_CONSIGNES:_
• 1. Recopiez fidèlement le passage du texte sur la preuve illicite en droit espagnol, en commençant à « Ainsi selon le » et en terminant à « de preuve illicite. ».
• 2. D'après le texte sur la preuve illicite en droit espagnol, quel article de la « Ley Organica del Poder Judicial » interdit d'admettre les preuves obtenues en violation d'un droit fondamental ?
──────── SEGMENT DU DOCUMENT
En s’inspirant de l’arrêt 114/1984 du Tribunal Constitutionnel (29 novembre 1984), l’article 11 de la « Ley Organica del Poder Judicial » rappelle que la bonne foi doit être respectée dans toutes les procédures et ajoute que les preuves obtenues en violation d’un droit fondamental ne pourront être admises. La jurisprudence et la doctrine espagnoles distinguent entre deux types de preuves illicites, celles qui transgressent un droit fondamental reconnu comme inviolable par l’article 10 alinéa premier de la Constitution espagnole et les preuves qui, malgré leur illicéité, n’enfreignent pas une norme fondamentale. Le Tribunal Constitutionnel espagnol justifie cette différenciation de régime en arguant que les preuves obtenues en violation des articles 10 et suivants de la Constitution nuisent aux garanties procédurales offertes par cette même constitution et altèrent la nécessaire égalité des parties devant le juge. En pratique, la jurisprudence n’est pas totalement unifiée et des faits très similaires peuvent aboutir à des solutions différentes suivant le tribunal compétent (voir à cet effet la STSJ de Madrid nº 432/2003 pour une admission du mode de preuve présenter par l’employeur et la STSJ de Cataluña nº 6390/2004 en sens contraire). Les juges espagnols semblent néanmoins se plier au contrôle de proportionnalité et de stricte nécessité (la mesure prise par l’employeur pouvait elle être substitué par une autre plus « douce ») opéré par le « Tribunal Constitucional » dans son arrêt 186/2000, ainsi les enregistrements de l’activité du salarié sur son lieu de travail sont justifiés quand il existe de graves soupçons d’irrégularité, si la mesure est adéquate au regard du but poursuivi, s’il n’existe pas de mesure alternative moins préjudiciable. Il faut aussi, précise le tribunal, que cette mesure soit limitée en temps et au lieu nécessaires à la découverte de la vérité.

Ainsi selon le doyen Carbonnier « si les coups bas sont interdits, les simples ruses de guerre ne le sont pas » (Droit civil, Introduction", PUF, Thémis, 26° éd., 1999, n° 188, p. 363.), la frontière entre ruse et coups bas étant laissé à la discrétion des juges. Si la jurisprudence espagnol est plus tolérante que celle développée en France, toutes les deux se montrent relativement sévère au moment d’accueillir les modes preuves présenter par l’employeur et les écarte, le cas échéant, en les qualifiant de preuve illicite.
────────────────
──────── EXTRAITS DE DONNÉES
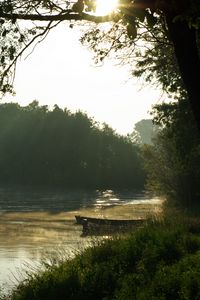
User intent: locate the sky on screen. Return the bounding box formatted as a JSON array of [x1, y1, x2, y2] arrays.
[[4, 23, 166, 135]]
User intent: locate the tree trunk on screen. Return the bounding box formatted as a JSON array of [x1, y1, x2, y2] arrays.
[[166, 12, 200, 130]]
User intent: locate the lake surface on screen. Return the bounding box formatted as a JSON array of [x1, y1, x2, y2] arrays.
[[0, 187, 161, 291]]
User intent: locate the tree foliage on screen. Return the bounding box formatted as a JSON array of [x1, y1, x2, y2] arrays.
────────────────
_RÉPONSES:_
• 1.
Ainsi selon le doyen Carbonnier « si les coups bas sont interdits, les simples ruses de guerre ne le sont pas » (Droit civil, Introduction", PUF, Thémis, 26° éd., 1999, n° 188, p. 363.), la frontière entre ruse et coups bas étant laissé à la discrétion des juges. Si la jurisprudence espagnol est plus tolérante que celle développée en France, toutes les deux se montrent relativement sévère au moment d’accueillir les modes preuves présenter par l’employeur et les écarte, le cas échéant, en les qualifiant de preuve illicite.

• 2. L'article 11.